**Try it:** In the post below on stress and depression in autism, what share of people with autism does the cited Springer study say will experience clinical depression at some point in their lives?

**Source document:**
Today I would like to tackle a darker topic, but one that I find to be incredibly important. It’s a subject that needs to be addressed in our society at large, but I want to focus on it in the realm of autism, because I’ve noticed it to a concerning degree, both from personal experience as well as observation. I’m talking about stress and depression. I’m grouping the 2 together as, in my opinion, they essentially go hand-in-hand. There are many things which cause us to feel stress in our daily lives, and for those on the autism spectrum, it can easily spiral down into a dark place of depression. Things such as an overabundance of stimuli, things not going our way at school and/or work, difficulty in our social lives, facing some level of discrimination, etc. Because of the challenges presented to us by ASD, overcoming these obstacles, keeping on the right track and steering clear of the trappings of stress/depression can be very difficult. I’ve dealt with these issues extensively over the course of my life and, while I’ve certainly recovered a great deal from the depression, I continue to struggle with constant stress and anxiety to this day. I would like to further address this topic with some of the information I learned through my research.
Now I should specify, because I’ve noticed that nowadays depression is very often misunderstood. It’s not just feeling down on yourself for a couple days. It’s a prolonged feeling of extreme sadness and hopelessness, characterized by a lack of ambition, pessimism about the future, and feeling very alone. For individuals with autism, the effects can be even worse, with some reporting “a loss of previously learned skills, greater difficulty carrying out everyday tasks, and at worst, suicide.” The findings I came to on this topic were staggering. I knew there was a problem, but I almost wasn’t expecting the severity. According to a study by Springer, nearly half of all people with autism will experience clinical depression at some point in their lives. And that’s not all it mentioned, it goes pretty in-depth into how there is a serious risk factor for those with autism, and much of it stems from our susceptibility to stress. Another thing I found morbidly interesting was that the depression rate seems highest in those with greater intelligence, and since many with autism are exceptionally gifted, you can see how there’s a vicious cycle here.
There truly needs to be more awareness on this issue. Not just for those on the autism spectrum, but for the general population. The reason I wanted to bring light to this crisis, besides personal experience, is because of the disproportionate rate at which it affects those in the autism community. I’m sure for many parents out there, either your loved one has dealt with extreme stress/depression, or maybe even you have when things got particularly rough. Just know that you’re not alone and there are always people who care about you.

**Given data:**
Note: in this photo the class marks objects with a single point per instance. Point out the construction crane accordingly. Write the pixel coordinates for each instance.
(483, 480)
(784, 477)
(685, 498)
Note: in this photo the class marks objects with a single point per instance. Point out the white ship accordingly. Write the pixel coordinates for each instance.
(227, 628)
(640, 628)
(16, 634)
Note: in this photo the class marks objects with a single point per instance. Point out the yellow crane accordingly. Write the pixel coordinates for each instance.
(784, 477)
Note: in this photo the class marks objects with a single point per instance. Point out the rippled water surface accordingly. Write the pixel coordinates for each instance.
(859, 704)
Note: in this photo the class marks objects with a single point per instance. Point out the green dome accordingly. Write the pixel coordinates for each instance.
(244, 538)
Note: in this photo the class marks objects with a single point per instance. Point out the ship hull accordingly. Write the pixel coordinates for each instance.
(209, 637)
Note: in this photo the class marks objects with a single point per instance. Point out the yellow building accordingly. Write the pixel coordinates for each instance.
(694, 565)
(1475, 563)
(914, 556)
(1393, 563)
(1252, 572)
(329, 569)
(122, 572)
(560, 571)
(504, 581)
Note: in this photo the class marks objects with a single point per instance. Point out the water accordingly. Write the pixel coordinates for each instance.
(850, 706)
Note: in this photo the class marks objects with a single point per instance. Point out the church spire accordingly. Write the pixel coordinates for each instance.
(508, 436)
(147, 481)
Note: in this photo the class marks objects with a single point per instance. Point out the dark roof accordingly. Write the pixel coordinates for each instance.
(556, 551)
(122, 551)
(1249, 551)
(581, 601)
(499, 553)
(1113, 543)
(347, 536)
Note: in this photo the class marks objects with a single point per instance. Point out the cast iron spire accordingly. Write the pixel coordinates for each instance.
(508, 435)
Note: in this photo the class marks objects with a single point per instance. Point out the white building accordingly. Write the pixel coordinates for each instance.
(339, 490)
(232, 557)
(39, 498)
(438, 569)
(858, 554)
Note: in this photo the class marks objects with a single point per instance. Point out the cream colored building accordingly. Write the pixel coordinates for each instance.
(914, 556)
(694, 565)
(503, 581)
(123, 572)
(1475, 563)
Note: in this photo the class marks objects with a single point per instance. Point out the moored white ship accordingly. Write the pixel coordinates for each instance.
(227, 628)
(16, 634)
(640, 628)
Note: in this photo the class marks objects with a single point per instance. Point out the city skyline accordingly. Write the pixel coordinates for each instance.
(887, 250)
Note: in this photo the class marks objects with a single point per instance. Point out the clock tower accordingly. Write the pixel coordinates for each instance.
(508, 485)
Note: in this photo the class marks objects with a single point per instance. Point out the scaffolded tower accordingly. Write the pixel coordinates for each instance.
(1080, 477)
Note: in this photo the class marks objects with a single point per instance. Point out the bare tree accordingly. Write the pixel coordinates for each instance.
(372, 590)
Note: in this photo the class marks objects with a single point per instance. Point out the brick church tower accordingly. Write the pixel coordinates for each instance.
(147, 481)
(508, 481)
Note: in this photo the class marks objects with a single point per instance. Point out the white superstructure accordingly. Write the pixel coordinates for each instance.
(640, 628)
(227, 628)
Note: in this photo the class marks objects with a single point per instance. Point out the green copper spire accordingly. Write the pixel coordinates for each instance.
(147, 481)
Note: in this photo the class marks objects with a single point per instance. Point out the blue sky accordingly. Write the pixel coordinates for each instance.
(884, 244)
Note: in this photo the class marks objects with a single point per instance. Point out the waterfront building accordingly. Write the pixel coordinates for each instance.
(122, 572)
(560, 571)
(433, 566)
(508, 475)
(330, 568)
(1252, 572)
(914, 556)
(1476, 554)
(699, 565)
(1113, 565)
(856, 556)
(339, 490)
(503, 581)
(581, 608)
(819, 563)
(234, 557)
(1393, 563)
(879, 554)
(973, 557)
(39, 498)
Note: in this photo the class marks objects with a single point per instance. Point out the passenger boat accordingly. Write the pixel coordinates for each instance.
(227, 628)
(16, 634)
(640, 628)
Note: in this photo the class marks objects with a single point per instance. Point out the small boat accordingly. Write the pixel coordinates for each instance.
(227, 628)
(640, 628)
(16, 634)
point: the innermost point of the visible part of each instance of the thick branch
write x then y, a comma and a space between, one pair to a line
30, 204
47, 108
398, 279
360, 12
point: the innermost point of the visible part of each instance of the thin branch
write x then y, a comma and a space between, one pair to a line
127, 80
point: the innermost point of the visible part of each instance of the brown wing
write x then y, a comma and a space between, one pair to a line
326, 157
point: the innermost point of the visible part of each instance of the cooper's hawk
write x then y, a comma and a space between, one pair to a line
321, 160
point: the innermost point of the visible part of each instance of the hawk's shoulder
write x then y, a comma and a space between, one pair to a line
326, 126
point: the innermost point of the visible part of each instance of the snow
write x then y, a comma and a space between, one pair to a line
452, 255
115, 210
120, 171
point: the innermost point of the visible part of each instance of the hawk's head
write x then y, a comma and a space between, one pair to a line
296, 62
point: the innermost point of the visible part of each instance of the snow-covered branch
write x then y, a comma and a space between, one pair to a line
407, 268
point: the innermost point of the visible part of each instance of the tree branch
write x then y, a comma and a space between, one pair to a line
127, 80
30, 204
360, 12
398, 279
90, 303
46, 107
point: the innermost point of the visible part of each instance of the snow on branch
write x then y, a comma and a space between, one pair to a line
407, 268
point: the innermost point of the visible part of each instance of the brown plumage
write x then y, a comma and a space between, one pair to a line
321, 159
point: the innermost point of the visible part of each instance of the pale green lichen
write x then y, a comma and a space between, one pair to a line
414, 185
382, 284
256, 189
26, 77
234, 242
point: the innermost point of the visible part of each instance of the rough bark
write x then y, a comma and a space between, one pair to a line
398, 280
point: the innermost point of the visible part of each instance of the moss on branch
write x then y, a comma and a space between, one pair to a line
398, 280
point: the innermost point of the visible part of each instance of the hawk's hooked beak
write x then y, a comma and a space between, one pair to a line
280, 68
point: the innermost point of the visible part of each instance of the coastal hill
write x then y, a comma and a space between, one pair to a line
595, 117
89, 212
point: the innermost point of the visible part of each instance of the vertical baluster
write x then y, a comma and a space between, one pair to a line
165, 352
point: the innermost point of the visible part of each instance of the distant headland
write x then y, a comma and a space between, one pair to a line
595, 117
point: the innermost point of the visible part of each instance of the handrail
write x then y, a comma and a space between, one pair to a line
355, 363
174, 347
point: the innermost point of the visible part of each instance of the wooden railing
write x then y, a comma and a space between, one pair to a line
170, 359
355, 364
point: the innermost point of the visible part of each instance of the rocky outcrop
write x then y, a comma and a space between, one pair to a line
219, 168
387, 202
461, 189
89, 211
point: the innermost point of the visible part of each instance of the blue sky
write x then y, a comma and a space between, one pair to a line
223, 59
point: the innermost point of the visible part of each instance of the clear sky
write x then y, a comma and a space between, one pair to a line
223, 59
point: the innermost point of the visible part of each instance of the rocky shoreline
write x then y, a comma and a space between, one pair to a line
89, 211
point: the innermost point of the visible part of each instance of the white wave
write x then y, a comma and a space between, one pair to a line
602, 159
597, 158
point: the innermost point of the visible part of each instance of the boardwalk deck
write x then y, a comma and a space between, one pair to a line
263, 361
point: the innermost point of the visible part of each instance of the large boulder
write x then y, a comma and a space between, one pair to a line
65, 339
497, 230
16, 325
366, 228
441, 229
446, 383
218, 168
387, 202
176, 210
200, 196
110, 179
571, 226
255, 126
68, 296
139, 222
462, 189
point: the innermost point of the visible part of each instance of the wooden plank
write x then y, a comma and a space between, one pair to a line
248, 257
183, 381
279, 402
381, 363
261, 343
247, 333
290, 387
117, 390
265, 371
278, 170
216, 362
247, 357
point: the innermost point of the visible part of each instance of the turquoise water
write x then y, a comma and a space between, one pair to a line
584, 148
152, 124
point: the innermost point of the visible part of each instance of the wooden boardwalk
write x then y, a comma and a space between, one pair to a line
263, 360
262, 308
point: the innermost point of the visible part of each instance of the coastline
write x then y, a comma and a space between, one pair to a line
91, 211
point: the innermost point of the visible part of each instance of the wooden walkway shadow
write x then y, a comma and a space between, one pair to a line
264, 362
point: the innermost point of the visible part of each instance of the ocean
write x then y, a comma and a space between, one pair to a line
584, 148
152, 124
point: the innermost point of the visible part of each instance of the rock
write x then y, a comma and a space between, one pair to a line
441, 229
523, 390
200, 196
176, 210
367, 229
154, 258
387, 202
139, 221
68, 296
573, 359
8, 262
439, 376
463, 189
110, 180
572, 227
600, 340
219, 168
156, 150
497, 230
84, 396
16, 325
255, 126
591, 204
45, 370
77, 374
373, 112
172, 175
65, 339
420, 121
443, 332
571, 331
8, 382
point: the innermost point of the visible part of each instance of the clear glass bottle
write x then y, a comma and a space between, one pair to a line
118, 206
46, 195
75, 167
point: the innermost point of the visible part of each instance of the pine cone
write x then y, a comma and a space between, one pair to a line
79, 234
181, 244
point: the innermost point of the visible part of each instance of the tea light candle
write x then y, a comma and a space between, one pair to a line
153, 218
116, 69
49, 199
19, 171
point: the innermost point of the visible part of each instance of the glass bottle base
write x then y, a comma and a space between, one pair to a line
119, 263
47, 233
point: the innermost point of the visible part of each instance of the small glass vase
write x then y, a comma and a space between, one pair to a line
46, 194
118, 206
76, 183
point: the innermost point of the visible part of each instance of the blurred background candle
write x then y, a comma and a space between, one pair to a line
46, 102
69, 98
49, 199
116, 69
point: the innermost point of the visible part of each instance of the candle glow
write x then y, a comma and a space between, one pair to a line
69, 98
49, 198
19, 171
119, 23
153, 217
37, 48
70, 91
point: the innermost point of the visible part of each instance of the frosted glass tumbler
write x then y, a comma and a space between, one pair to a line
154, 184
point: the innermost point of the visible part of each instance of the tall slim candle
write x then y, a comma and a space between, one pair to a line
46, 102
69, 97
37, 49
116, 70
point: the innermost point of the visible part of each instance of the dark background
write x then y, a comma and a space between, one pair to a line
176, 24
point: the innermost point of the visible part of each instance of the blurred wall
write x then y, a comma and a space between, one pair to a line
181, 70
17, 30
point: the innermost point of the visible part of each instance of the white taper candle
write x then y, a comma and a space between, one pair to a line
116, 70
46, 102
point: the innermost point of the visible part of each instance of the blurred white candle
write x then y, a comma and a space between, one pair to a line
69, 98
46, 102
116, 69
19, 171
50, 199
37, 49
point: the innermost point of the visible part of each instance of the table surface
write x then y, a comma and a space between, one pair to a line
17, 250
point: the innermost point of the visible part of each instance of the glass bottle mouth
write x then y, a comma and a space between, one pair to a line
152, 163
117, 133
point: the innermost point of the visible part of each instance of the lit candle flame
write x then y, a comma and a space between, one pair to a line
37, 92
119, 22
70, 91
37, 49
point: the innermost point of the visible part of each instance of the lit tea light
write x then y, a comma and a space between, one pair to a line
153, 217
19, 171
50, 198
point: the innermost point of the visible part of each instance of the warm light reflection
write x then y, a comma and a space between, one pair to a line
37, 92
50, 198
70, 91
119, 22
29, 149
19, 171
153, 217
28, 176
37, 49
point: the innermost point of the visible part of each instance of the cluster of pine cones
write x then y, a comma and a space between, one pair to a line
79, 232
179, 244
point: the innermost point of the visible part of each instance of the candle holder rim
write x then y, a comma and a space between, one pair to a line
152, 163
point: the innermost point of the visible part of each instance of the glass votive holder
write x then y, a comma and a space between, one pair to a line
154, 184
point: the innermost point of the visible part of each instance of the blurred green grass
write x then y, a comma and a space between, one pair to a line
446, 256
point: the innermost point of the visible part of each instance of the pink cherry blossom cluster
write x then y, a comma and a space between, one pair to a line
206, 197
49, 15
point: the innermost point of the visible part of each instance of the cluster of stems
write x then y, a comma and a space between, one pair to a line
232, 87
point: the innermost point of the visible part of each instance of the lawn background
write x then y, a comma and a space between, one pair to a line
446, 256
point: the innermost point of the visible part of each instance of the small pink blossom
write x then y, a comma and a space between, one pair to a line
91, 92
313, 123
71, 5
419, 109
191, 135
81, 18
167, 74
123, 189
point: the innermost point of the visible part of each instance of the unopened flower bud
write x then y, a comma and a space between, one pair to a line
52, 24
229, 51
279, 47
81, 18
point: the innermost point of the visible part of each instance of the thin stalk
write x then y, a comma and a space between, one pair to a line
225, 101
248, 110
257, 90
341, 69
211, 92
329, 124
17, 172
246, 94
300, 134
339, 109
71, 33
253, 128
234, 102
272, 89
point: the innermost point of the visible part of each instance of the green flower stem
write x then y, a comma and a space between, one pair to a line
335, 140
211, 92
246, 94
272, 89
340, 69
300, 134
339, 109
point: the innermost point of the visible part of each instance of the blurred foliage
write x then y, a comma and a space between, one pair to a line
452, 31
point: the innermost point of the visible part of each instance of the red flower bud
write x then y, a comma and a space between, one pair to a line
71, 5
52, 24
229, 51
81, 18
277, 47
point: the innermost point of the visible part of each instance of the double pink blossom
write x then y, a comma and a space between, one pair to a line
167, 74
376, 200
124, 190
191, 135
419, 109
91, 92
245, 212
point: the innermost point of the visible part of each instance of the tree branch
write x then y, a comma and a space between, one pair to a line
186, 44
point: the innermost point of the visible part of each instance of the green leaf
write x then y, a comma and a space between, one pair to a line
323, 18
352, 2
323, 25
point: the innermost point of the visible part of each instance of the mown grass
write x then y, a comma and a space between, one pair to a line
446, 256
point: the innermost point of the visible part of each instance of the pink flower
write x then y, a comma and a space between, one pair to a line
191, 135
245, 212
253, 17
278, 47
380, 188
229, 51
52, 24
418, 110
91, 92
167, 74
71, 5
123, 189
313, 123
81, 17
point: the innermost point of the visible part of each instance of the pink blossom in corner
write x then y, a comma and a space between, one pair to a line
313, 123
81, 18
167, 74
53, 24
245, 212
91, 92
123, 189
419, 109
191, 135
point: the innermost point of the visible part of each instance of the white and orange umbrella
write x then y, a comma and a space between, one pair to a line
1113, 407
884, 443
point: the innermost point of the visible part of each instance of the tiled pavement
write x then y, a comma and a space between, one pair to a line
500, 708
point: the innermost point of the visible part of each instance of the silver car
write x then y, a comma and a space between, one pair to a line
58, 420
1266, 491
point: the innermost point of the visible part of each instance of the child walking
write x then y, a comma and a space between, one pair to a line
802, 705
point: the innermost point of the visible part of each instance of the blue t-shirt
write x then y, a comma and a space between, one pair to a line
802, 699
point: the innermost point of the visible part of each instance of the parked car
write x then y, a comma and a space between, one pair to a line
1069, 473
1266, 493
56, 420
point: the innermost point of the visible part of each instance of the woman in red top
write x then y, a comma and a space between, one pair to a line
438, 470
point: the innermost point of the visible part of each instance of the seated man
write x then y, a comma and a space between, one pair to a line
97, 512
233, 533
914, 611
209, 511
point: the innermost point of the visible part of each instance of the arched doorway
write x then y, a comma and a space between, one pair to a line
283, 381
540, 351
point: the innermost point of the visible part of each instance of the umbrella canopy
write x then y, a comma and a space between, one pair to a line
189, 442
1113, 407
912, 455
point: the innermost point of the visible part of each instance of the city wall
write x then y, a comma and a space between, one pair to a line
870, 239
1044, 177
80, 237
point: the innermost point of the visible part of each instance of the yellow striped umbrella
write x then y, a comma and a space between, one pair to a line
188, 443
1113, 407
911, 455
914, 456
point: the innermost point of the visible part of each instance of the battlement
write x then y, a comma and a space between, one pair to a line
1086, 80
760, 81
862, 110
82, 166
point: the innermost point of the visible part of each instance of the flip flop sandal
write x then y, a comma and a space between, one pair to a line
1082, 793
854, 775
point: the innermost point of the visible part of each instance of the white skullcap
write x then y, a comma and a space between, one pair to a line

**Answer for this exercise:** Nearly half of all people with autism.